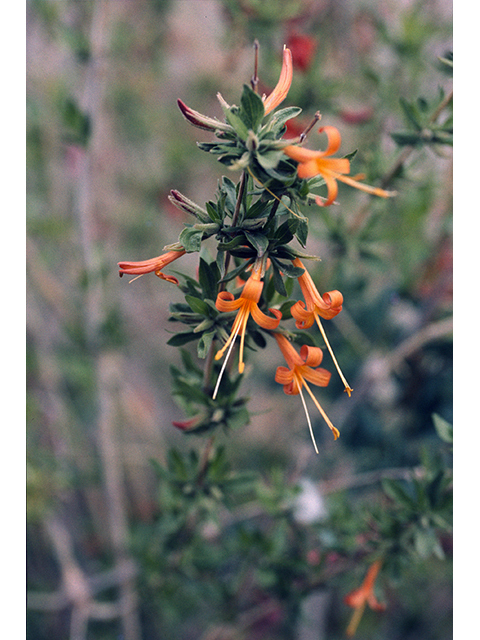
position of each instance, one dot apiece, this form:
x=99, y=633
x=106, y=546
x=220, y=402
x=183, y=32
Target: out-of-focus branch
x=87, y=205
x=360, y=218
x=77, y=590
x=380, y=366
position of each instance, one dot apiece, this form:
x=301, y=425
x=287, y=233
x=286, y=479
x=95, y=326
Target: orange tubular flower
x=302, y=367
x=154, y=265
x=279, y=94
x=314, y=307
x=313, y=163
x=246, y=304
x=362, y=596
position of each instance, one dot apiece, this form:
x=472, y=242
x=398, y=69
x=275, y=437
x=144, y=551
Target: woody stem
x=236, y=213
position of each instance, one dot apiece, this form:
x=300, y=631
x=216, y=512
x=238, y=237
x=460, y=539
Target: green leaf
x=191, y=239
x=404, y=139
x=234, y=119
x=208, y=277
x=252, y=109
x=269, y=159
x=302, y=231
x=258, y=241
x=411, y=114
x=281, y=116
x=181, y=338
x=278, y=281
x=443, y=428
x=197, y=305
x=204, y=344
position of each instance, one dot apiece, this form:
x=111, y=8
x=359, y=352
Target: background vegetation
x=122, y=542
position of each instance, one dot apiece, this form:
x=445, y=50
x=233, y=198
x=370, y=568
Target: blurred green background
x=105, y=144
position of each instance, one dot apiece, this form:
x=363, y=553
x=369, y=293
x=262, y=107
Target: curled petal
x=283, y=375
x=265, y=321
x=252, y=289
x=304, y=319
x=226, y=301
x=299, y=154
x=153, y=265
x=312, y=356
x=163, y=276
x=279, y=94
x=320, y=377
x=308, y=169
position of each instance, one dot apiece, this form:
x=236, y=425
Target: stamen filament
x=348, y=388
x=334, y=430
x=299, y=383
x=220, y=375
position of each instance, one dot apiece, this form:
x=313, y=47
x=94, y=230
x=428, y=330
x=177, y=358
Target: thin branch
x=363, y=214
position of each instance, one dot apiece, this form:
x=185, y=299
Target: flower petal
x=334, y=139
x=279, y=94
x=312, y=356
x=304, y=319
x=264, y=321
x=319, y=377
x=226, y=301
x=283, y=375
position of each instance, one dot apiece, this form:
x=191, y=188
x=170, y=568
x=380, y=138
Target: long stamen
x=348, y=388
x=242, y=328
x=299, y=383
x=220, y=375
x=335, y=431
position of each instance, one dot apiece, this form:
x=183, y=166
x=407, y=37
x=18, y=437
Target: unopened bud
x=201, y=121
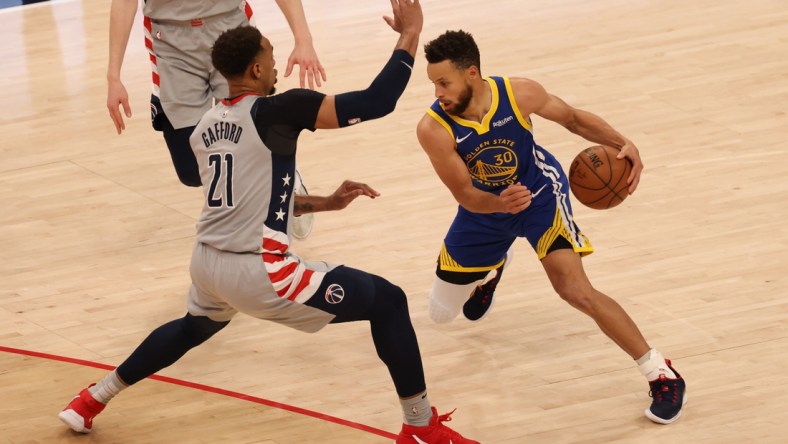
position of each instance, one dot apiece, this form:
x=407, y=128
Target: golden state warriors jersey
x=500, y=150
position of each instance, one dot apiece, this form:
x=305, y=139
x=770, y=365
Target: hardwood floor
x=96, y=233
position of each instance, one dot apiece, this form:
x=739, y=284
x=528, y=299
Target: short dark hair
x=455, y=46
x=235, y=50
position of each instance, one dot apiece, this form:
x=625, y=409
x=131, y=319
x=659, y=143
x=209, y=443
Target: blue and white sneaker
x=668, y=397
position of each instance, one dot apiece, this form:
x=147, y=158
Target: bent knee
x=440, y=313
x=581, y=299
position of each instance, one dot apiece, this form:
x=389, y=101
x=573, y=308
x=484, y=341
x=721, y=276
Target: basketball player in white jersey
x=179, y=35
x=245, y=147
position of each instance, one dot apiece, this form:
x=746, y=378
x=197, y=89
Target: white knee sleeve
x=446, y=300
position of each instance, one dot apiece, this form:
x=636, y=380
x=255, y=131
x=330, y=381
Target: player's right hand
x=515, y=198
x=116, y=97
x=407, y=16
x=310, y=69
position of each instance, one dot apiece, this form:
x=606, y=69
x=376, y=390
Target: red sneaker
x=79, y=413
x=434, y=433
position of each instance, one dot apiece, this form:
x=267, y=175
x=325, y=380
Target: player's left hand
x=348, y=192
x=309, y=67
x=630, y=151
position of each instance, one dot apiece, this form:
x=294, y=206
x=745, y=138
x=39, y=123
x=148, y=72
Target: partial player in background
x=179, y=35
x=246, y=149
x=479, y=137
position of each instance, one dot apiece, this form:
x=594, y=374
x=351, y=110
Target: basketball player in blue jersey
x=246, y=147
x=179, y=35
x=479, y=138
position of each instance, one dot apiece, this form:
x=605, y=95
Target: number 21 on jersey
x=222, y=166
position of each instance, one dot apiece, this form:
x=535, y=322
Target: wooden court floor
x=96, y=233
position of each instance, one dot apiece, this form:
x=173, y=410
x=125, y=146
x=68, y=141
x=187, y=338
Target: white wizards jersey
x=245, y=149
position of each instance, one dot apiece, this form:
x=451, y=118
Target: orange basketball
x=599, y=180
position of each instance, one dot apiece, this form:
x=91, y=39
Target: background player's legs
x=181, y=152
x=163, y=347
x=385, y=306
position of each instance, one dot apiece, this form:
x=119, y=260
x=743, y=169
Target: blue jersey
x=498, y=152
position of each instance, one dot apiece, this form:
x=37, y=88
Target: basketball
x=599, y=180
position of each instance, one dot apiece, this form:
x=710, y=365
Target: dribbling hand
x=630, y=151
x=515, y=198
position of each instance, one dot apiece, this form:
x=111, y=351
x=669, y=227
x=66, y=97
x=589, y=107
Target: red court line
x=210, y=389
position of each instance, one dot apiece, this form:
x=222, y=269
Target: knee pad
x=446, y=299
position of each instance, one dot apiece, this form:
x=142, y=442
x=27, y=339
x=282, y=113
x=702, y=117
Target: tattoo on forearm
x=302, y=208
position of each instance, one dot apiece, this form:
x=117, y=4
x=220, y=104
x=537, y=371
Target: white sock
x=416, y=410
x=653, y=364
x=107, y=388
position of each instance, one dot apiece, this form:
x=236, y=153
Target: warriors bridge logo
x=334, y=294
x=493, y=163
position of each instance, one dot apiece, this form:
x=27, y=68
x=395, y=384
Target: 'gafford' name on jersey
x=221, y=130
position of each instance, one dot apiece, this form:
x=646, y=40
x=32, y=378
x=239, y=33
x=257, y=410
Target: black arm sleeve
x=381, y=96
x=280, y=118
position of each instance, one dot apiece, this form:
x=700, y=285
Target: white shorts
x=225, y=283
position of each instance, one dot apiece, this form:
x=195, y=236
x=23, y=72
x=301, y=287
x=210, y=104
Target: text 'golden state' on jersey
x=500, y=151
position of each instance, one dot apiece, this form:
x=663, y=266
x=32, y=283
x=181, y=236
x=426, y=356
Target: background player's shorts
x=187, y=81
x=225, y=283
x=479, y=242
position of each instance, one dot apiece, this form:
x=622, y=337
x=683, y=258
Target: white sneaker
x=301, y=226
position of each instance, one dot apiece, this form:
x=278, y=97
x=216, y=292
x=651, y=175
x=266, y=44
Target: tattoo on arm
x=300, y=208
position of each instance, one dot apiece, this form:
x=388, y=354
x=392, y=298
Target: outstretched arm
x=121, y=19
x=440, y=148
x=304, y=54
x=380, y=98
x=532, y=98
x=338, y=200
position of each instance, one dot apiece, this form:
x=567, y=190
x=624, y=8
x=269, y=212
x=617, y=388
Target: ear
x=255, y=71
x=473, y=72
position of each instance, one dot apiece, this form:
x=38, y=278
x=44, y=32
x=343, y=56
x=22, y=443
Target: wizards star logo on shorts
x=493, y=165
x=334, y=294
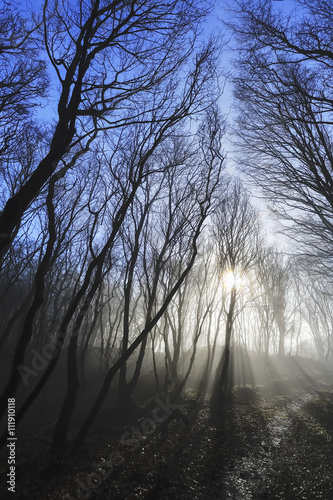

---

_Stated problem_:
Copy out every line of the items above that contains the word "golden", matching its case exactly.

_Completed task_:
Target: golden state warriors jersey
Target: text 'golden state' on jersey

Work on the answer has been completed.